=== Exercise materials ===

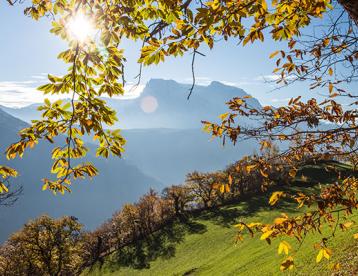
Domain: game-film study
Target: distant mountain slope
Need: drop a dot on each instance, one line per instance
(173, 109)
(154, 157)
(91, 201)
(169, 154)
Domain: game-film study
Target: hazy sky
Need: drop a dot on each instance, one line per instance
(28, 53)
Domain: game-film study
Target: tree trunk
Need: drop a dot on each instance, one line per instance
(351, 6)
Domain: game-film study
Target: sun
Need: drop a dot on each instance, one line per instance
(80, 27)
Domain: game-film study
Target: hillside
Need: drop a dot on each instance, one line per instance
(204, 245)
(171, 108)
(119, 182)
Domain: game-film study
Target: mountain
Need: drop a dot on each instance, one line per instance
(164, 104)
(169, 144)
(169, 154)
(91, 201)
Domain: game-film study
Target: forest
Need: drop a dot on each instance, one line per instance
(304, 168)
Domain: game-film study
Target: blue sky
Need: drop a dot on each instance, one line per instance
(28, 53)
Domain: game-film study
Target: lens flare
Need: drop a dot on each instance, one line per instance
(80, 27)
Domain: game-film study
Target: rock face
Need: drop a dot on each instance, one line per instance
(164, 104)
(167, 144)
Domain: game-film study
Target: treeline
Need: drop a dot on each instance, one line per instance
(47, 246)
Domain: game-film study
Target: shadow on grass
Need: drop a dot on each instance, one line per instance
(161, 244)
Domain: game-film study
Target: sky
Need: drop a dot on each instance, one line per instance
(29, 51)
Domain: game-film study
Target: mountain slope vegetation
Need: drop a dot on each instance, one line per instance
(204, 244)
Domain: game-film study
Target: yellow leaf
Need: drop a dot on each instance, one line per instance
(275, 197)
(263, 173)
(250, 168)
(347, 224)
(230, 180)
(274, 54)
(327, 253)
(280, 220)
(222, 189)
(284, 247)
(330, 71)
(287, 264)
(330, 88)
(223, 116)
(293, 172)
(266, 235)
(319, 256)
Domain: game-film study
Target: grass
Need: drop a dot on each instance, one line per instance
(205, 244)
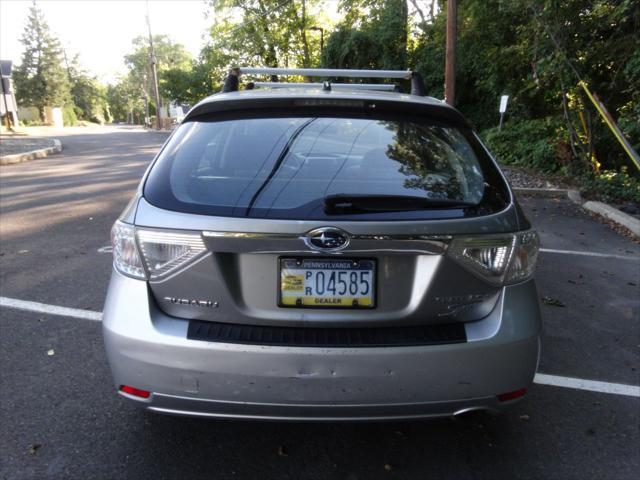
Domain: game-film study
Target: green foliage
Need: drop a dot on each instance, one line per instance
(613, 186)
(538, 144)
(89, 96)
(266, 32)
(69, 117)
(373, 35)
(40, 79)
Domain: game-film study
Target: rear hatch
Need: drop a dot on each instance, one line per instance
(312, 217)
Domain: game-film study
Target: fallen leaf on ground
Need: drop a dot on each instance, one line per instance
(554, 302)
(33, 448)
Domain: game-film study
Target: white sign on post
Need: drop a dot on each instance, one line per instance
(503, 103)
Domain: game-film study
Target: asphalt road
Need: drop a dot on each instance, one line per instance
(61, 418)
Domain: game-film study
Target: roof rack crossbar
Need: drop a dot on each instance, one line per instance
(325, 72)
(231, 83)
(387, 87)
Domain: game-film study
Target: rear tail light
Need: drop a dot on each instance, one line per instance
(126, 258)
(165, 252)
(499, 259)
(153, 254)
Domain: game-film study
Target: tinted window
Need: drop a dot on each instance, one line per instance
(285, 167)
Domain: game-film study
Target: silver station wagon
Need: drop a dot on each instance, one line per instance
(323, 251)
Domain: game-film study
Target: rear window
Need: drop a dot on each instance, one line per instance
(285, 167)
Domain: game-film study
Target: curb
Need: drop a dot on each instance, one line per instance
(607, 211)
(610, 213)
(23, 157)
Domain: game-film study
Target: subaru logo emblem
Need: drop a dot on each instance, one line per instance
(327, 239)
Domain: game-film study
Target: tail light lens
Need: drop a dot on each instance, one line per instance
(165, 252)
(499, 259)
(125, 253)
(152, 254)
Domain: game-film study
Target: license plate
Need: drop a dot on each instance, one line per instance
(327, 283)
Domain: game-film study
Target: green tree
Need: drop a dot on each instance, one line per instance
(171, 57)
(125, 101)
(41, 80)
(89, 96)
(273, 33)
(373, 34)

===

= Written request =
Pick out every line of the records above that contains the string "leaf", treating uppercase and lowercase as different.

= Expected answer =
Target: yellow leaf
Target: fallen leaf on ground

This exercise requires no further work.